◆ Required work
Every line holding "house" should be copied from the records below.
-.-.-
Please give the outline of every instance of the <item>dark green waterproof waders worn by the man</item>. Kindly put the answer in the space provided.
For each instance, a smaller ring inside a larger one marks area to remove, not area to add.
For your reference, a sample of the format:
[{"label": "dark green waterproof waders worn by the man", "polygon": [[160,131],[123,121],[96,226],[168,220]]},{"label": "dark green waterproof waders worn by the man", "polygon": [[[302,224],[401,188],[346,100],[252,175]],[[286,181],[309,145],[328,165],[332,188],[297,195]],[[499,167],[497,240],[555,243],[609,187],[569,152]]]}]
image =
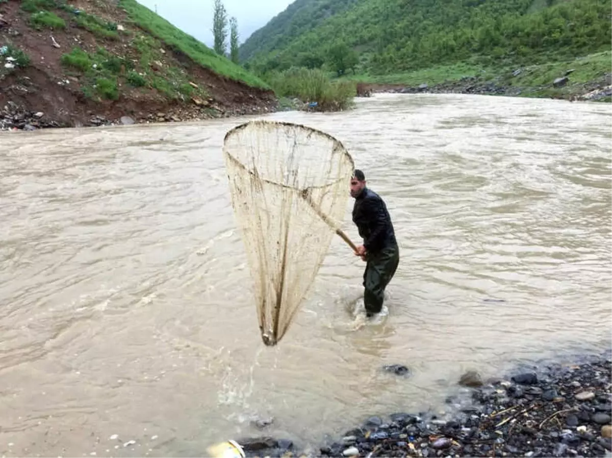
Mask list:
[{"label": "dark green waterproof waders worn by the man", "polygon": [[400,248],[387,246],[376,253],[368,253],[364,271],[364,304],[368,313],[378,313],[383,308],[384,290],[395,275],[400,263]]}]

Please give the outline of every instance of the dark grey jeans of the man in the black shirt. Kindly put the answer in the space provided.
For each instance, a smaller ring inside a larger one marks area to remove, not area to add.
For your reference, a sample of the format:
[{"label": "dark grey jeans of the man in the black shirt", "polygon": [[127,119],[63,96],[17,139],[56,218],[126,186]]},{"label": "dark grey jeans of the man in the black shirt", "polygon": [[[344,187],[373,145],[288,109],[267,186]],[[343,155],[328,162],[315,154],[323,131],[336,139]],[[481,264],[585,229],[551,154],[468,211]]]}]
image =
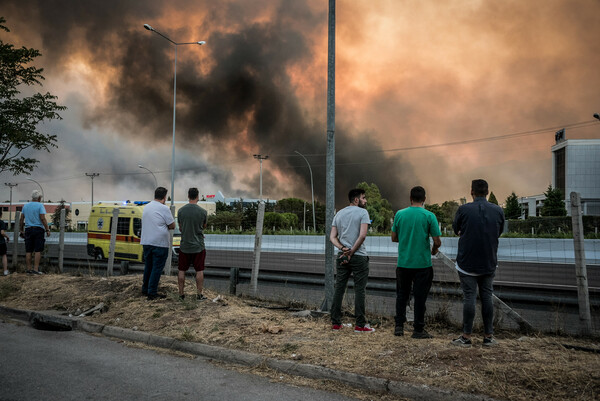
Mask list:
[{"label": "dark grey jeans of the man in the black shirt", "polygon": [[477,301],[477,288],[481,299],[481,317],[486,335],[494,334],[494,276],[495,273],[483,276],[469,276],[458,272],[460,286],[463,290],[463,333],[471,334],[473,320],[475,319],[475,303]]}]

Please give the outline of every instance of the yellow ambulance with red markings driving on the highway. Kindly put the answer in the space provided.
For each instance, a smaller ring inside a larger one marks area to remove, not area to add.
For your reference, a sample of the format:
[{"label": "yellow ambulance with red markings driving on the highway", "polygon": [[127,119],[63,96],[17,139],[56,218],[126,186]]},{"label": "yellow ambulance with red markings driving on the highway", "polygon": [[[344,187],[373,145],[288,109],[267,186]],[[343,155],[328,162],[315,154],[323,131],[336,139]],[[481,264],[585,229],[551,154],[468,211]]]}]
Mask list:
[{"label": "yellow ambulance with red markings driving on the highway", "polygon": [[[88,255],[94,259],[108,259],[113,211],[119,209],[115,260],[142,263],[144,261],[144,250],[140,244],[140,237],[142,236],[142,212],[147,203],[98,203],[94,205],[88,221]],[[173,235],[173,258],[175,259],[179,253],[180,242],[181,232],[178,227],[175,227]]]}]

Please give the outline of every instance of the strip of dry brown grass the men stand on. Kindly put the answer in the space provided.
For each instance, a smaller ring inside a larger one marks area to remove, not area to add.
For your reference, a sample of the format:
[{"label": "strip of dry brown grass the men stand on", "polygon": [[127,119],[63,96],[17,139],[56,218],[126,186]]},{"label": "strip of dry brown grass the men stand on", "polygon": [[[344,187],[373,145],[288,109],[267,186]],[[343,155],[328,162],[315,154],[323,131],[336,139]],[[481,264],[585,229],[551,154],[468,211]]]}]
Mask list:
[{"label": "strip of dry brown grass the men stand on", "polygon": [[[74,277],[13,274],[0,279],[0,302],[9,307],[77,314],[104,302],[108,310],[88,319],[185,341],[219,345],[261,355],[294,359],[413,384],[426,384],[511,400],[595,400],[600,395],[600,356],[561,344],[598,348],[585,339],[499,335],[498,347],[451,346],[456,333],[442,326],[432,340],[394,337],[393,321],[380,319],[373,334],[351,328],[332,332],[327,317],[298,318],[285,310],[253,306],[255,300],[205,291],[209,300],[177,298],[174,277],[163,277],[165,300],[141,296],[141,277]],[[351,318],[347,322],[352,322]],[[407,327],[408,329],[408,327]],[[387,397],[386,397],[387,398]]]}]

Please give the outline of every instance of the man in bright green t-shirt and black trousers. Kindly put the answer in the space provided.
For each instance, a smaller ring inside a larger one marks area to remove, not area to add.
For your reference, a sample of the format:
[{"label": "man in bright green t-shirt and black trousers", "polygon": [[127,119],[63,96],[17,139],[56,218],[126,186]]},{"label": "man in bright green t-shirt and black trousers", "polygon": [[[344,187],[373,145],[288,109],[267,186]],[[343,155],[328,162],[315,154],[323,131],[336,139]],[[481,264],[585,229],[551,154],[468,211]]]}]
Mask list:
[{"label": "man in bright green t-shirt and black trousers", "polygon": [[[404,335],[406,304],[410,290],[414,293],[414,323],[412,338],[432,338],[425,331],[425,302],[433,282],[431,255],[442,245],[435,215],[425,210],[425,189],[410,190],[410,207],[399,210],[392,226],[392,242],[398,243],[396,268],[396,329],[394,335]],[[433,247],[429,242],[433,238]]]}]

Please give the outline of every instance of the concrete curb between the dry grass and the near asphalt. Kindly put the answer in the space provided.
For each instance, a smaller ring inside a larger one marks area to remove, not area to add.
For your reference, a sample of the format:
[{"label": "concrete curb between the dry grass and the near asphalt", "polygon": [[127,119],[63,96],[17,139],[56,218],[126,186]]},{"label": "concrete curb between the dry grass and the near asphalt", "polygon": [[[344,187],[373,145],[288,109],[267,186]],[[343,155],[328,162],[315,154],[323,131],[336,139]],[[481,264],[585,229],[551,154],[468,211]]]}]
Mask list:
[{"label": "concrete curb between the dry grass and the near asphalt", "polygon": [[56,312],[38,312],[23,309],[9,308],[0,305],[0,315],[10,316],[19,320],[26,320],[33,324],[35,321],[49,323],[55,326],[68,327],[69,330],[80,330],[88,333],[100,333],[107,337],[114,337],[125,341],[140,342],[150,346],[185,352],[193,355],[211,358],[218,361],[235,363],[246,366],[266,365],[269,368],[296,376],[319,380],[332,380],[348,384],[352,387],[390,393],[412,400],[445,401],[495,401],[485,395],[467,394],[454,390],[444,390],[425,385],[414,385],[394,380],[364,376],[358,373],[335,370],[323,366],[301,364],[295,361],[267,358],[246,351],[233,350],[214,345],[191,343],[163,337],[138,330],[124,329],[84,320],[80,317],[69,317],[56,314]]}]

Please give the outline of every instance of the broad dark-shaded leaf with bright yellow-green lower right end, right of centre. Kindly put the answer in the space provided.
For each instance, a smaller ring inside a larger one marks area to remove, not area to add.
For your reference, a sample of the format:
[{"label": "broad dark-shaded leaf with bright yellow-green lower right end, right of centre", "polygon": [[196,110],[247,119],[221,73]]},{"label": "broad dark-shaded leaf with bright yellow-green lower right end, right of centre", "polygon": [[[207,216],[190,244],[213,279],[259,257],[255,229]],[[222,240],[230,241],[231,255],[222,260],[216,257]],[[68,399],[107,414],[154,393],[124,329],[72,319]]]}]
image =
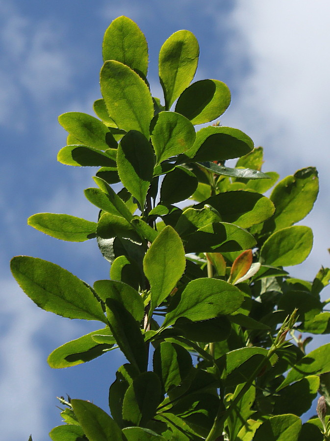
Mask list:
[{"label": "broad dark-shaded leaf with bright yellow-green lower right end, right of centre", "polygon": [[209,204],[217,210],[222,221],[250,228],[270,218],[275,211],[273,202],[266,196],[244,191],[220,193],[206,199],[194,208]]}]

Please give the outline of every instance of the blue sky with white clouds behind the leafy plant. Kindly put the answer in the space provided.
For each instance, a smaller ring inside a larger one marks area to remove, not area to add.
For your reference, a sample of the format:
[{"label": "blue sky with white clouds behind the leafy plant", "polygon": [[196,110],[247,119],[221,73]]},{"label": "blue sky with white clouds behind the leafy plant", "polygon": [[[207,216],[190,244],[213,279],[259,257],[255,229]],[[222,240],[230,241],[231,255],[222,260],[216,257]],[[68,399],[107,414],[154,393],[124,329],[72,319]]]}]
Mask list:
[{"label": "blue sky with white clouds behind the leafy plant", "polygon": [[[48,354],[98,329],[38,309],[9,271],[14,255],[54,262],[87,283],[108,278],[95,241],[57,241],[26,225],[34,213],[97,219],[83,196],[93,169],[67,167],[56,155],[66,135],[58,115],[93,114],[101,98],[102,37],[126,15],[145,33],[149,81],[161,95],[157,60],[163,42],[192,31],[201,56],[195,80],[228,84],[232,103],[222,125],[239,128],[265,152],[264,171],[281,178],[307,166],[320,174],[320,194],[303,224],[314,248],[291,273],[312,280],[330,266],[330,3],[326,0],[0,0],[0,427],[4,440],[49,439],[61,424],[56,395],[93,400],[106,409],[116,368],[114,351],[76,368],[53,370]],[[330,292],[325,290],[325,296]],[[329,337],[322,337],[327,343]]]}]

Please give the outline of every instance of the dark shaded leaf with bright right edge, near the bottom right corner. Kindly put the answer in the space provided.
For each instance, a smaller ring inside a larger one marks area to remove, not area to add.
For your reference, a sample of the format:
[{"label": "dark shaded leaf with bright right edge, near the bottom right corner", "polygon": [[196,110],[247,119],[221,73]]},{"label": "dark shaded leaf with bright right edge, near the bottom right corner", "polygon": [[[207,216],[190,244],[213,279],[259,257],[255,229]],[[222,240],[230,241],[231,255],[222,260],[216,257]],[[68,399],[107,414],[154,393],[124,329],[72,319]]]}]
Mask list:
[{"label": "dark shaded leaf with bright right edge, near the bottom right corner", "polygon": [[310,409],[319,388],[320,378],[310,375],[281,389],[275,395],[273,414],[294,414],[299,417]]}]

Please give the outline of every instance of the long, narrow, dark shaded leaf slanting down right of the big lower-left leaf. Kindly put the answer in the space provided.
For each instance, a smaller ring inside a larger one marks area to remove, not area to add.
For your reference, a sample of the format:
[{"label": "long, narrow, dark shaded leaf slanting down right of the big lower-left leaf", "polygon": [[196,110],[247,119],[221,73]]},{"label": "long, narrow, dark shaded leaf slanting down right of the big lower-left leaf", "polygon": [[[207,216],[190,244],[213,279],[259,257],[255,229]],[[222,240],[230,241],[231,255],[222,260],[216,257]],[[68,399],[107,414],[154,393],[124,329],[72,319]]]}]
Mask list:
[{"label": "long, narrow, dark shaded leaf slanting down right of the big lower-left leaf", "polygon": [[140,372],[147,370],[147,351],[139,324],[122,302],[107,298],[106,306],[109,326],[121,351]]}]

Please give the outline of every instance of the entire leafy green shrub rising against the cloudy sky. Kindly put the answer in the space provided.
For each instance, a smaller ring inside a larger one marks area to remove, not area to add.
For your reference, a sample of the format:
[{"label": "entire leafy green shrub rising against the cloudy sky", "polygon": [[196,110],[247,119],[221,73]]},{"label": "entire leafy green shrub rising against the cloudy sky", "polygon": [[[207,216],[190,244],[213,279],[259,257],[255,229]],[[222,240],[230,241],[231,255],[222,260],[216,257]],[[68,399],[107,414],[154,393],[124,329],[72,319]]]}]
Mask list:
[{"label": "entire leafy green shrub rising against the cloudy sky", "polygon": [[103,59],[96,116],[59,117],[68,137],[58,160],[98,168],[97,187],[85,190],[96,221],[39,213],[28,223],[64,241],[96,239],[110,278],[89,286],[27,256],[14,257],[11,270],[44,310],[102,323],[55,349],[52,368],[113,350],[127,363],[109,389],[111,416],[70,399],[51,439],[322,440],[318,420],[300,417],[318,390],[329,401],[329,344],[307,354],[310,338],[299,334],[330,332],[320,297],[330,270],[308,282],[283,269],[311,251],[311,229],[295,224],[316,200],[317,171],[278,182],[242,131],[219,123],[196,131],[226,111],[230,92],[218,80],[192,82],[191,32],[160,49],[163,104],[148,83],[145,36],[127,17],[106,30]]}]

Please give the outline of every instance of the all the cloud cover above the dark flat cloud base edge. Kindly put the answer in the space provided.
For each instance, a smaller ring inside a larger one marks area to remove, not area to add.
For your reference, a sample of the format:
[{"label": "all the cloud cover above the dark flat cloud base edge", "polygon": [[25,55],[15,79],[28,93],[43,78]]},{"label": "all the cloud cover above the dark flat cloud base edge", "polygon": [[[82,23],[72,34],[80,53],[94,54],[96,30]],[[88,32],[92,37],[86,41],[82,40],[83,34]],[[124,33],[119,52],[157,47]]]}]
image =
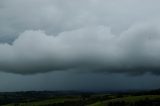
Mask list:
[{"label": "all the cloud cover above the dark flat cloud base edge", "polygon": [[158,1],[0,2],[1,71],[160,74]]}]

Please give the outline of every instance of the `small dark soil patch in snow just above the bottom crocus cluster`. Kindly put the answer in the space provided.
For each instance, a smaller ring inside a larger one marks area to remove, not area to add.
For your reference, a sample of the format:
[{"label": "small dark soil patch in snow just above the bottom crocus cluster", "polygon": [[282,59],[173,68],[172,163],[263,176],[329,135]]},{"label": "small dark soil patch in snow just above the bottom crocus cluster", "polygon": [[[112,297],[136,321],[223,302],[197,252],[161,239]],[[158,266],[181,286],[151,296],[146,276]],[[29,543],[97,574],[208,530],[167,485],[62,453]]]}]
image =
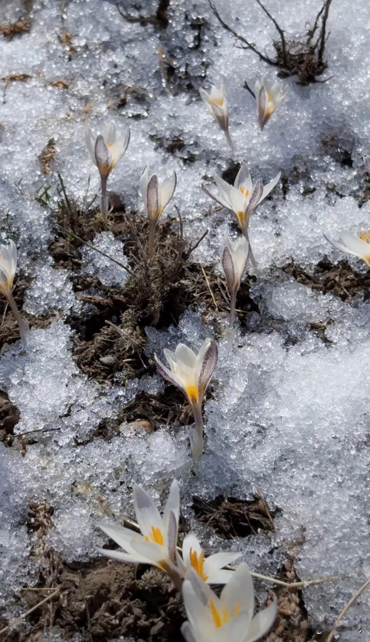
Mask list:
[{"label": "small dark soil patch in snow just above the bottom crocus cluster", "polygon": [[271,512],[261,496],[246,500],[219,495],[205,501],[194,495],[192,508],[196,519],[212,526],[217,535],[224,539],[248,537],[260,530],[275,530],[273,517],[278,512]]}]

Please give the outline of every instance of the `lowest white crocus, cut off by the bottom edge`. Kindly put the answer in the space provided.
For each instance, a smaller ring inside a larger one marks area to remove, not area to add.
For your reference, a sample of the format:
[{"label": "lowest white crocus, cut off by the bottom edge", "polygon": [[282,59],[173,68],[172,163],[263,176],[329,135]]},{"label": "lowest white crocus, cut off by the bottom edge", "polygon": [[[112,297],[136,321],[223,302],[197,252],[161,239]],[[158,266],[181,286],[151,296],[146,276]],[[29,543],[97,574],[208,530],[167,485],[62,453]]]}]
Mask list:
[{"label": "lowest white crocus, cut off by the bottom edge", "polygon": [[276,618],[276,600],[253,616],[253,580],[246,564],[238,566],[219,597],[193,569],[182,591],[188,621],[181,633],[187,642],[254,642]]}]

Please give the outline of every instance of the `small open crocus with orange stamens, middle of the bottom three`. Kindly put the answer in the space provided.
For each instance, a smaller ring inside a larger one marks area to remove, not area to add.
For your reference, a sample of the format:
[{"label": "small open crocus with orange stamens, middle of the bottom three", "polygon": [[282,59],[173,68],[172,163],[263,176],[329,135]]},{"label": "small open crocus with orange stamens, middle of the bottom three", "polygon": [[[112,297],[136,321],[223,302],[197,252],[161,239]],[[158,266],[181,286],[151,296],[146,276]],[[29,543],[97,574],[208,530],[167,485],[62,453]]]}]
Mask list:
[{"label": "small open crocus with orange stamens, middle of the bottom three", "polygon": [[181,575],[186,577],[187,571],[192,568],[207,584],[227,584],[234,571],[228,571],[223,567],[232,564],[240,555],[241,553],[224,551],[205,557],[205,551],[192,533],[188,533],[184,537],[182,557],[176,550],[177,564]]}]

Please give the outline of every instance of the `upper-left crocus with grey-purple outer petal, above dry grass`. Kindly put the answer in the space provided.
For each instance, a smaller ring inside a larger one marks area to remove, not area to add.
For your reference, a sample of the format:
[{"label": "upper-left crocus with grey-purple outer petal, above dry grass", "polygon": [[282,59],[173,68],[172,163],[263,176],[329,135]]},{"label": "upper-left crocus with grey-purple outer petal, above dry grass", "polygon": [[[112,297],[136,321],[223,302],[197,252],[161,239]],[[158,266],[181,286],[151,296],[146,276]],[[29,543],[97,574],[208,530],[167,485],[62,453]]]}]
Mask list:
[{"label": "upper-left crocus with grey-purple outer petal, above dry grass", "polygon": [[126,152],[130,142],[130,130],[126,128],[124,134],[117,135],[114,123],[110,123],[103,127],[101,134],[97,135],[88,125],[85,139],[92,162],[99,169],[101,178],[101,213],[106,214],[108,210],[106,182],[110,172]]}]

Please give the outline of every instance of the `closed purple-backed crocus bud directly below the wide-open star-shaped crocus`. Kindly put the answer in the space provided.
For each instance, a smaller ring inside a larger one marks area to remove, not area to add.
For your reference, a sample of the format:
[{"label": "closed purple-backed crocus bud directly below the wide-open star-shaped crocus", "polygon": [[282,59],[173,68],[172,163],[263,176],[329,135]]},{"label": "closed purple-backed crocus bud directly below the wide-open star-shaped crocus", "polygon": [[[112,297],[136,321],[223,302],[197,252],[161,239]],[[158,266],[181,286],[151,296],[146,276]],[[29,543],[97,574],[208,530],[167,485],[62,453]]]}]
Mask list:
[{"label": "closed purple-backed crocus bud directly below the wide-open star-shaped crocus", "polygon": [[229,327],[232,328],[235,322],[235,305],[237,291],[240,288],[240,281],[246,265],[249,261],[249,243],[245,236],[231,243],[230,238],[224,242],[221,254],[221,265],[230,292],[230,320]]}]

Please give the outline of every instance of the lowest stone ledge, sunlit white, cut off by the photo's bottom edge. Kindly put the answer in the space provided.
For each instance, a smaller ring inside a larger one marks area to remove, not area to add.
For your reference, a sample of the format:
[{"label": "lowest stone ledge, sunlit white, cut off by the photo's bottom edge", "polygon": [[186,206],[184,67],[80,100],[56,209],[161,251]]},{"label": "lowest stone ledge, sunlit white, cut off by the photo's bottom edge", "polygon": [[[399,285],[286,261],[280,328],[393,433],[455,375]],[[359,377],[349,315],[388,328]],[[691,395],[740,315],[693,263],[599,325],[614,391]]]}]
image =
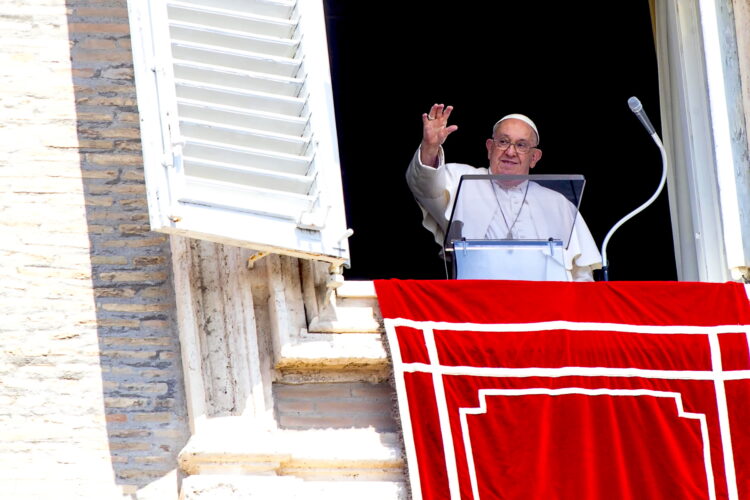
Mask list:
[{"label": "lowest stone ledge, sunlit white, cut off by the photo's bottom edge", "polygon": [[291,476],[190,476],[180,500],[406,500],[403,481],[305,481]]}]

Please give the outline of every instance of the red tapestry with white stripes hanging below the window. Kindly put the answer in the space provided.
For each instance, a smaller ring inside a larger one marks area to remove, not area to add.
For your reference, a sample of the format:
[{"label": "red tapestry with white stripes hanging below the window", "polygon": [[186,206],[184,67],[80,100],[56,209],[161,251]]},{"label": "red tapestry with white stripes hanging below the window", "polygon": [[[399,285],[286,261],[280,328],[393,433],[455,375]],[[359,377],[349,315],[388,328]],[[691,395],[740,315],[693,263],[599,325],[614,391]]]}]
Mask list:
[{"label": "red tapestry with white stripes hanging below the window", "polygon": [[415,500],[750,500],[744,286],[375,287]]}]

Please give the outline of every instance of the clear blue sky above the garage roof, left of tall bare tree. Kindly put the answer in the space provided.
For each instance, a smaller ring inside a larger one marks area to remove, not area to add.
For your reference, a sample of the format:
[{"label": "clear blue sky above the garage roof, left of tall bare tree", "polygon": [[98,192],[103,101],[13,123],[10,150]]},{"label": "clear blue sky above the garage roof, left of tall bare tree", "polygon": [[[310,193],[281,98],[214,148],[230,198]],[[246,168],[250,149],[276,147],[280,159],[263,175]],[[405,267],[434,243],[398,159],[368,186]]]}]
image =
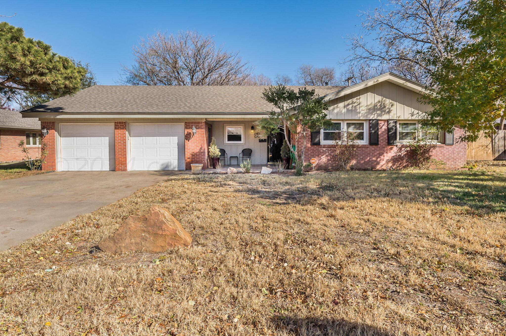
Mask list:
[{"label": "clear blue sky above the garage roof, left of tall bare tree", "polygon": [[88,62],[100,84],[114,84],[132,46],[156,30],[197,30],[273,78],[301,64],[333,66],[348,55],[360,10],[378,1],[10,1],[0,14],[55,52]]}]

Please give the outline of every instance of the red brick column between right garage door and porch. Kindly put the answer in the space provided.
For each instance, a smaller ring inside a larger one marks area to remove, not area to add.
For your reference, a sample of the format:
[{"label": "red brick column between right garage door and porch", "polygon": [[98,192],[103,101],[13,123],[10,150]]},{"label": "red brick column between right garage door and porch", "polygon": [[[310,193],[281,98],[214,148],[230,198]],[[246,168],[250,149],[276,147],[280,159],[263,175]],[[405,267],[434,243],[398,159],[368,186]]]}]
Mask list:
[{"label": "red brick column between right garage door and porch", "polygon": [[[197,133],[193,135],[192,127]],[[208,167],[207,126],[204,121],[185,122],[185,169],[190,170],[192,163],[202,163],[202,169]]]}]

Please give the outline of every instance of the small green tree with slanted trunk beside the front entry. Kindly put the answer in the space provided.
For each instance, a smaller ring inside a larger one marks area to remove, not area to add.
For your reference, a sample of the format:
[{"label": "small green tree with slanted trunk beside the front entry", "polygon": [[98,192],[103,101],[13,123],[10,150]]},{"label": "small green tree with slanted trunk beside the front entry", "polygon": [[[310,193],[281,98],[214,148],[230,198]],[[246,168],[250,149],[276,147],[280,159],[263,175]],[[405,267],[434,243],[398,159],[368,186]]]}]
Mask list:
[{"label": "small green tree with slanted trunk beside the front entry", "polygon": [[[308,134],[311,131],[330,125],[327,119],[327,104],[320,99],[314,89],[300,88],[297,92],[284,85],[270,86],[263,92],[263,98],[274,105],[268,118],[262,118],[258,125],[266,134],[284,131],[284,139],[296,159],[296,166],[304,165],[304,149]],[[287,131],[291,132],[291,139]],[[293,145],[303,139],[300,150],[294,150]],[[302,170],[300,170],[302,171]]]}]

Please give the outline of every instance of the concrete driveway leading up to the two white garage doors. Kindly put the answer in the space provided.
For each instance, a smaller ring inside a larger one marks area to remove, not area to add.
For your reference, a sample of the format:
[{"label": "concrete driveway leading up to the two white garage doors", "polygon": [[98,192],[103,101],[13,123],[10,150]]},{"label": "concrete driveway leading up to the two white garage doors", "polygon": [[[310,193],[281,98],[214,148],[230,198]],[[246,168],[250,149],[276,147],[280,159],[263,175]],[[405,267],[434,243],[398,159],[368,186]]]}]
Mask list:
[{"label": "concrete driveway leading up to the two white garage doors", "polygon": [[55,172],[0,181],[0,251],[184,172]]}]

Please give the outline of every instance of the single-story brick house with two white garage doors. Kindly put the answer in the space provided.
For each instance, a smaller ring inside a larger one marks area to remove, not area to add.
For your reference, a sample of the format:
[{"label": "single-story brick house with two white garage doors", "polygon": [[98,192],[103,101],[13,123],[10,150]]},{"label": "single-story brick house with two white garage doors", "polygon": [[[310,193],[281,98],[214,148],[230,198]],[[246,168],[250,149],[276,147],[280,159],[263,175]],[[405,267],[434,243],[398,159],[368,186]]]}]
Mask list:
-.-.-
◆ Solution for this problem
Please give the outline of every instance of the single-story brick house with two white garage doors. Kindly put the answer in the space provided.
[{"label": "single-story brick house with two white garage doors", "polygon": [[98,192],[103,101],[13,123],[10,150]]},{"label": "single-story brick house with two white garage doors", "polygon": [[[310,193],[281,98],[214,148],[230,198]],[[246,168],[250,149],[276,147],[280,159],[263,175]],[[405,267],[434,243],[398,159],[368,186]]]}]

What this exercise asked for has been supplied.